**Given problem**. Copy out each line in the rows below that contains the word "berry".

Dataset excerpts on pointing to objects
* * *

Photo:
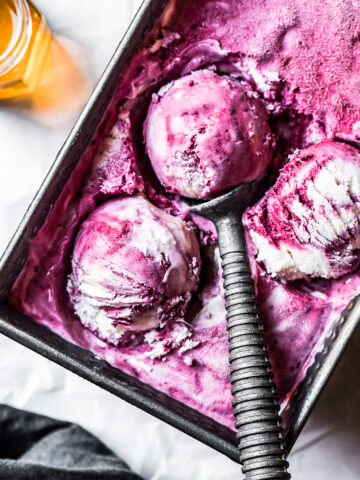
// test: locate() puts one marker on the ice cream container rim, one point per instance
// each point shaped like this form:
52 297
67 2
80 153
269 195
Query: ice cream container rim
38 338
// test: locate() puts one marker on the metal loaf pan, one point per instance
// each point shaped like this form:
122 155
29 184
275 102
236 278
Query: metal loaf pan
84 363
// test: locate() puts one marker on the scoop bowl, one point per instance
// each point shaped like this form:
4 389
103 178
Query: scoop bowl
259 432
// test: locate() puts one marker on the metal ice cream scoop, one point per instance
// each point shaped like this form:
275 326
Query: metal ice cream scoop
259 432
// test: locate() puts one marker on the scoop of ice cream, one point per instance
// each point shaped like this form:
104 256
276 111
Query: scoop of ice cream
133 268
308 223
206 134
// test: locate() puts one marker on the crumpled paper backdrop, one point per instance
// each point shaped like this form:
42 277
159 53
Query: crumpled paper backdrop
30 136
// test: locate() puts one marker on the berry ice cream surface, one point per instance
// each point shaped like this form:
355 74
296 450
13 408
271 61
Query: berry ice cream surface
296 64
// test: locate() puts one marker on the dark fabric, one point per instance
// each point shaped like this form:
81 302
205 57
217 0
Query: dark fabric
33 447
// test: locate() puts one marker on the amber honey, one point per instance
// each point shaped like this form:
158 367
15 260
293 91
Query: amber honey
24 41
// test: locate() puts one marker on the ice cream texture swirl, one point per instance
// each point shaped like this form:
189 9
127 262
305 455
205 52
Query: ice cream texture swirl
308 224
207 133
133 268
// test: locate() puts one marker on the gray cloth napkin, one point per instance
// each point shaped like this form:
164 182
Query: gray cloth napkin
33 447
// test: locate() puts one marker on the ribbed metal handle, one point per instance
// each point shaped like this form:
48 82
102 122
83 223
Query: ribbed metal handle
260 436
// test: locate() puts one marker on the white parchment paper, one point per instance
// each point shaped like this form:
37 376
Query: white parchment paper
329 447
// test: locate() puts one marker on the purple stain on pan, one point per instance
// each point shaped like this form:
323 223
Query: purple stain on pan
310 90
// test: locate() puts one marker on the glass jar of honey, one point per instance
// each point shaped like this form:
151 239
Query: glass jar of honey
24 41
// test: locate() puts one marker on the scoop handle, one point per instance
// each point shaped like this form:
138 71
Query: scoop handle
259 432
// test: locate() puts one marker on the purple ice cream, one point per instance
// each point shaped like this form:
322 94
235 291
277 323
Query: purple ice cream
308 224
206 134
134 267
302 59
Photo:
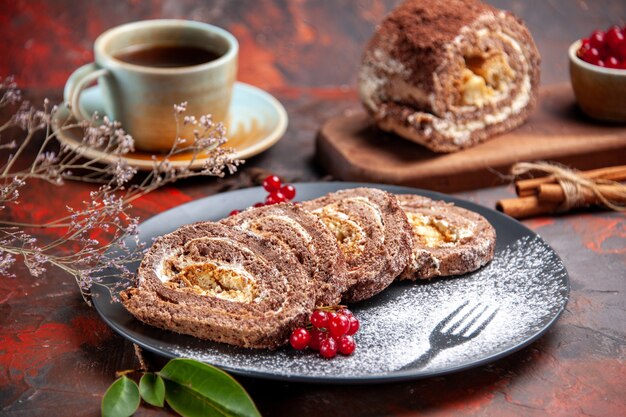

* * *

**Written solution**.
// test: locate() puts one marker on the berry ice cream surface, one point per instance
Query: berry ice cream surface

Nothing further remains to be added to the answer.